▶ **Objective**: Reproduce the entries verbatim, starting at the line containing "Would you mind tagging the roof" and ending at the final line of the entries, with both of those lines included.

------ Record excerpts ------

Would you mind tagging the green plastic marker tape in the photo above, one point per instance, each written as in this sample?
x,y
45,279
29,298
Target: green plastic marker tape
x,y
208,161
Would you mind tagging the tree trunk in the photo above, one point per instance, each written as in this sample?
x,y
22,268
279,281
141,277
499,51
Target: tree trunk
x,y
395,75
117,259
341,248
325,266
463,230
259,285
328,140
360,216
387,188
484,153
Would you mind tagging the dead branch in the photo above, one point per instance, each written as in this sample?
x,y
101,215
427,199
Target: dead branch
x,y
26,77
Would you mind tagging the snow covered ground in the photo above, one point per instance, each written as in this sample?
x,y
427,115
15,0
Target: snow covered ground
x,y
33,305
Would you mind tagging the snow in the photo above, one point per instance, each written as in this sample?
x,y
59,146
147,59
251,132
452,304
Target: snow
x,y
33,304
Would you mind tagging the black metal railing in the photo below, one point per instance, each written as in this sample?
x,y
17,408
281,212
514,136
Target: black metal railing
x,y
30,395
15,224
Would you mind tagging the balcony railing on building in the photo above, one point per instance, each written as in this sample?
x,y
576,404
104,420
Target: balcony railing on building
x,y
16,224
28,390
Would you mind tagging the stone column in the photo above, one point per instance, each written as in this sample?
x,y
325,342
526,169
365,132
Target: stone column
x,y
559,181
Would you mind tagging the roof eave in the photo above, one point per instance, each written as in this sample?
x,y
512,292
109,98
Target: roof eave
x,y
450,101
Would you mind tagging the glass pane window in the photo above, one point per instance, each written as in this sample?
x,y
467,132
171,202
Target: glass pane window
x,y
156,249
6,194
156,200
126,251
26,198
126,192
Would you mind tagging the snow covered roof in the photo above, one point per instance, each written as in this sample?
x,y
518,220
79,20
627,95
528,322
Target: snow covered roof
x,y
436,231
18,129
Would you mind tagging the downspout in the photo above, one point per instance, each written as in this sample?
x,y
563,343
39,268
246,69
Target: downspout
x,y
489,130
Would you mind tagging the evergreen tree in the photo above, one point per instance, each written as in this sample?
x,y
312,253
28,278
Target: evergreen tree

------

▶ **Right answer**:
Would you mind tagging the roof eave in the photo above, one point per instance, each written as in this sample?
x,y
512,292
109,98
Target: roof eave
x,y
450,101
Would you mind tagging the glass pane window in the photo above, one point per instance, each written as in this sample?
x,y
467,132
171,202
Target: glass pane window
x,y
156,249
6,194
156,200
126,251
26,198
126,192
Would you mind tagging the snow covered roof in the photo above, one point per instance, each written as in this sample?
x,y
518,220
79,20
627,95
528,322
Target: snow covered roof
x,y
436,231
18,129
Would you mind tagging the downspout in the photo above, one point per instance, each written as in this sample?
x,y
563,343
39,268
246,69
Target: downspout
x,y
489,130
Would you mind tagging the evergreen tree in the photo above, one point per instance, each written as in this sample?
x,y
312,253
28,278
Target: evergreen tree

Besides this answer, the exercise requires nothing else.